▶ [Reading text]

════════════════════

Monday, January 19, 2015

Remembering

Five years ago this was the week that changed my life. I put Domani to sleep last night and talked with him about that MLK Day 5 years ago when his dad and I found out he was on the way. I told him how nine months after that he was born and how incredibly happy I am to have him in my life. Without prompting, we both looked up towards the picture that hangs framed above his bed.


He told me that he loves it because it's beautiful. I told him I love it because it has all three of us in it - me, his daddy, and him - to which he responded, "that is why I think it's beautiful". 

Some day I will tell him the story of the rest of the week. About how two days later I got an unbelievable call from Joe that he was in the emergency room and and how two days after that we listened in a fog to news about his stage 4 cancer. This week in January will never quite be the same for me. I will always remember.

I realized last night though as I was reading through Anne Lamott's newest book, Small Victories, that this remembering is a helpful thing for my spirit. Not only does it help me keep close those parts of Joe which I know are important to carry with me, but it is helpful for my well being to remember the ways that I have been brought through difficult circumstances.

════════════════════

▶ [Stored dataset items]
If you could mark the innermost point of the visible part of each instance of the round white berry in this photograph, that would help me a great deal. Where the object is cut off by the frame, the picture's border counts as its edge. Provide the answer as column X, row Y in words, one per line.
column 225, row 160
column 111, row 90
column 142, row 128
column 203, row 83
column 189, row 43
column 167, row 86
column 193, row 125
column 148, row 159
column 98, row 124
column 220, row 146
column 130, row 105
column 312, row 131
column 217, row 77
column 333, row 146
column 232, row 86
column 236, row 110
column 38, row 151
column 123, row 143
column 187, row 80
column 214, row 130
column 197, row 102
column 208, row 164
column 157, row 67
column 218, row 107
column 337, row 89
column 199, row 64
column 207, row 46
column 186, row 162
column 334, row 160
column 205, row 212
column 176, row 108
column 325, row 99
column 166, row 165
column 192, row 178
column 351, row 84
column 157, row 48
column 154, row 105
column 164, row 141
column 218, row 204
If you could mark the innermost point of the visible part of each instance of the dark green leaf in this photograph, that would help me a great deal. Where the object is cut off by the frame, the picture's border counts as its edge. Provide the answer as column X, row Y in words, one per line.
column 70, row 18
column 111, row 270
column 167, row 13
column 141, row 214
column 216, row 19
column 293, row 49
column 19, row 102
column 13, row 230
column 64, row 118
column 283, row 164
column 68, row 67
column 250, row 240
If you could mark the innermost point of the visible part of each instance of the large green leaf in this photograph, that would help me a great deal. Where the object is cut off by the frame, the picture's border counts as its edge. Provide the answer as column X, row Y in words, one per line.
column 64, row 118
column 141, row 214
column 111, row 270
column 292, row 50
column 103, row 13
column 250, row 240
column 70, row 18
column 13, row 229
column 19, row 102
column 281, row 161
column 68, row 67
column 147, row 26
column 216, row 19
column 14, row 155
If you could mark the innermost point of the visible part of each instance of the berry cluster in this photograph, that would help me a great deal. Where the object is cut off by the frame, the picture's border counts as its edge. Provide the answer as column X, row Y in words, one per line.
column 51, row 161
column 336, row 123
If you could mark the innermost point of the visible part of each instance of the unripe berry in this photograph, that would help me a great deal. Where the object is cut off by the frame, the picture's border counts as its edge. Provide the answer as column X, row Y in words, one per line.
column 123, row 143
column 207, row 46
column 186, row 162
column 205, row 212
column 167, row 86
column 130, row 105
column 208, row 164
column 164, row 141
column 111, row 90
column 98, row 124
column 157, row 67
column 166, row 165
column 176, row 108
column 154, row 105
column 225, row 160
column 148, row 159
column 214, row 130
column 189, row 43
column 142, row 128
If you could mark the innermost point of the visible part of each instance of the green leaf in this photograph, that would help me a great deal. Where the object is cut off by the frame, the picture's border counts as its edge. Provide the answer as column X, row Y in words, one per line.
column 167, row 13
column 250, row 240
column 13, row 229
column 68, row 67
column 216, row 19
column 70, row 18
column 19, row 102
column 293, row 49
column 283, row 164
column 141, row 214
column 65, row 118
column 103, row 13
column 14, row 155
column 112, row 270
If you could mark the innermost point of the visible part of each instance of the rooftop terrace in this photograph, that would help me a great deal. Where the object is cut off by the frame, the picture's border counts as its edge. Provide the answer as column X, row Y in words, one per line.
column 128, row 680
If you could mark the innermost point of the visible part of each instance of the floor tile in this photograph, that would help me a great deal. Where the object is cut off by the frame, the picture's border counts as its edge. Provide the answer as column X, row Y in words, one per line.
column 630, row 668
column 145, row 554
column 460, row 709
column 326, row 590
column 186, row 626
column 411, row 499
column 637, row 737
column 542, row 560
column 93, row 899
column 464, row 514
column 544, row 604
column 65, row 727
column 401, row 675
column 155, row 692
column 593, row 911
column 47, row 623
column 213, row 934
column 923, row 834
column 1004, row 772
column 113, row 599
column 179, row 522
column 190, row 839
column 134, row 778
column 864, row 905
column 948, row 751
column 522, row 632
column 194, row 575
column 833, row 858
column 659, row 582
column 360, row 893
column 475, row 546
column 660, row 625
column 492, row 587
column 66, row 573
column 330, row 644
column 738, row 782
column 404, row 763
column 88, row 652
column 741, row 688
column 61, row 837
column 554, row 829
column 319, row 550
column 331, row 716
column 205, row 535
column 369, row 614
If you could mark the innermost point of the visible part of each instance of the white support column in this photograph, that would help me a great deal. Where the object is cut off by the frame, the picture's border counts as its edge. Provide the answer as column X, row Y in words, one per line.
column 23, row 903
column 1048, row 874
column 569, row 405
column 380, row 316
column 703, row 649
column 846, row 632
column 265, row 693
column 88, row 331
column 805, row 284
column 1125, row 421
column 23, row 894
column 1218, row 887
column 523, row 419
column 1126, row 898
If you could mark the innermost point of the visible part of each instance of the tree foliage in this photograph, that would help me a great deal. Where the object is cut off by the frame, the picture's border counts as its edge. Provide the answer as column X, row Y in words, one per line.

════════════════════

▶ [Assigned task A]
Answer these questions about the blog post titled "Remembering," one line each:
(i) On what day five years earlier did the writer learn that Domani was on the way?
(ii) Where was Joe when he made the call that came two days later?
(iii) Which book was the writer reading when realizing that remembering helps the spirit?
▶ [Assigned task B]
Rewrite the paragraph of the blog post that begins "Some day I will tell him" as a short list that keeps its main facts.
▶ [Assigned task C]
Carry on the blog post titled "Remembering" from its last sentence.
The records are separate material and are not connected to the blog post.

▶ [Task response A]
(i) On MLK Day.
(ii) In the emergency room.
(iii) Anne Lamott's newest book, Small Victories.

▶ [Task response B]
- The writer plans to tell Domani someday about the rest of that week.
- Two days later, Joe called from the emergency room.
- Two days after that, they heard the news of his stage 4 cancer.
- That week in January will never be the same for the writer, who will always remember it.

▶ [Task response C]
In her book, Lamott talks about the death of her best friend Pammy (also to cancer). The following passages struck me because they are so close to my own experience:

"All those years I fell for the great palace lie that grief should be gotten over as quickly and as privately as possible. But what I've discovered since is that the lifelong fear of grief keeps us in a barren, isolated place and that only grieving can heal grief; the passage of time will lessen the acuteness but time alone, without the direct experience of grief will not heal it...I'm pretty sure that only by experiencing that ocean of sadness in a naked and immediate way do we come to be healed - which is to say, we come to experience life with a real sense of presence and spaciousness and peace."

"I felt very lonely. I thought maybe I wouldn't feel so bad if I didn't have such big pieces of Pammy still inside me, but then I thought, I want those pieces in me for the rest of my life, whatever it costs me."

I do want to remember. And to feel. It's how we truly live.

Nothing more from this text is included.